* EXERCISE PROMPT: Report every line of the items below that contains the string "example", copying each one in full.

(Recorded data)
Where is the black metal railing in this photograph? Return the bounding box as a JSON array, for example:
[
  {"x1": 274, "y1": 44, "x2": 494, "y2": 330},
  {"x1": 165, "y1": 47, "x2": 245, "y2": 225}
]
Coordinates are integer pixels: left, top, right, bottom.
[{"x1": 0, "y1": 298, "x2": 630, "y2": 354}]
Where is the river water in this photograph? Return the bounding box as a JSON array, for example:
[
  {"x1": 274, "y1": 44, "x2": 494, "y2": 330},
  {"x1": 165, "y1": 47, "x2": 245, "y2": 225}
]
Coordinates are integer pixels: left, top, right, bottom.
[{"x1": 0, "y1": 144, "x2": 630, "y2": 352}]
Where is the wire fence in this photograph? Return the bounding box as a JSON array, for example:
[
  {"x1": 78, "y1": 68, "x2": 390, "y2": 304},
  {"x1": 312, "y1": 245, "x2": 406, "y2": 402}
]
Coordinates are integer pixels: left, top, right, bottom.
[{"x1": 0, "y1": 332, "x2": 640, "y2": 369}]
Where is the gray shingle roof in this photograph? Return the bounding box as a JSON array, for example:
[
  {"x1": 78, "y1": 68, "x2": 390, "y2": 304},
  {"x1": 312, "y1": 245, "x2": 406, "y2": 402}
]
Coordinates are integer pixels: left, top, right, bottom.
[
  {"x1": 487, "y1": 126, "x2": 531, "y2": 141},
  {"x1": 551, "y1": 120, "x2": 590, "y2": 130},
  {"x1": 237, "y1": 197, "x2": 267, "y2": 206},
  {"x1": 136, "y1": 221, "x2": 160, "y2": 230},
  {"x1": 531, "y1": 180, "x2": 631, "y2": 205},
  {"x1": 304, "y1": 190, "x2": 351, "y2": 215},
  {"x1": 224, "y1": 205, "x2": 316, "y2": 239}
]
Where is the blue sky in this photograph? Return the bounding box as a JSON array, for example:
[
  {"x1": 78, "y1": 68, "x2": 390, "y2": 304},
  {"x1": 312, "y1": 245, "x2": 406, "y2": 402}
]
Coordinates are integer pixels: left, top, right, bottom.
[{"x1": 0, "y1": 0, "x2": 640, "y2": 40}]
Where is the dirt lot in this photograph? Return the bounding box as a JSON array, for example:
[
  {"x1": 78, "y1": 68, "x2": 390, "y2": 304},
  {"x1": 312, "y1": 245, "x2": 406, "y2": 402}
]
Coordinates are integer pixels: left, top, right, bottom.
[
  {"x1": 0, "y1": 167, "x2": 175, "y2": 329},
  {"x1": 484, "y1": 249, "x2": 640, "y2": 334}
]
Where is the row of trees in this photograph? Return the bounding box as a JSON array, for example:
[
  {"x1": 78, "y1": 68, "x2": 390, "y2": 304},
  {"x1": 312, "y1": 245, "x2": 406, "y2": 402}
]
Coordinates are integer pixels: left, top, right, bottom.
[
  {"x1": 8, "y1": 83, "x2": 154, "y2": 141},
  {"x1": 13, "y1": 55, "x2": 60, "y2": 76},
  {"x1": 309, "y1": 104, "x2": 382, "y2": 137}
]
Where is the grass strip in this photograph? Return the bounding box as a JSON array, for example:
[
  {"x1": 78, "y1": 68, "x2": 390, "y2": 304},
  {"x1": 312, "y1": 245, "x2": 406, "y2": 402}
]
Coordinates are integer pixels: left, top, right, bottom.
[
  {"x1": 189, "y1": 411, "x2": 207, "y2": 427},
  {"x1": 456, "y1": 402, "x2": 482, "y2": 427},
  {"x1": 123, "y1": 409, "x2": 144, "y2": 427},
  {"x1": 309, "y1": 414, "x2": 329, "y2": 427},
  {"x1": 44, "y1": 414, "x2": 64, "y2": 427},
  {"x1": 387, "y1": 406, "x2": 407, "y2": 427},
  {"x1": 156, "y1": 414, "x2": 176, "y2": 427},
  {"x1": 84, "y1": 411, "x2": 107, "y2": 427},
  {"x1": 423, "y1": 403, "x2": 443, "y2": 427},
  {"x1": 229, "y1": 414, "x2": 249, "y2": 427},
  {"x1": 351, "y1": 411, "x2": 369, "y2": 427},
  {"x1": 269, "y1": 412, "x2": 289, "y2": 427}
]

* TASK RESULT:
Where is the black metal railing in this photograph? Return the bounding box as a JSON array, for example:
Where is the river water in this photograph? Return the bounding box as a JSON array, for example:
Where is the wire fence in this photograph? Return the bounding box as a JSON array, for example:
Where is the gray shingle roof in this photograph? Return the bounding box as a JSON array, for example:
Where is the blue sky in this photograph? Return the bounding box as a JSON array, for example:
Where is the dirt lot in this photograph? Return the bounding box as a JSON array, for example:
Where is the row of trees in this photograph? Return the bounding box as a JSON array, for example:
Where is the grass strip in this photograph? Return the bounding box as a JSON array, for example:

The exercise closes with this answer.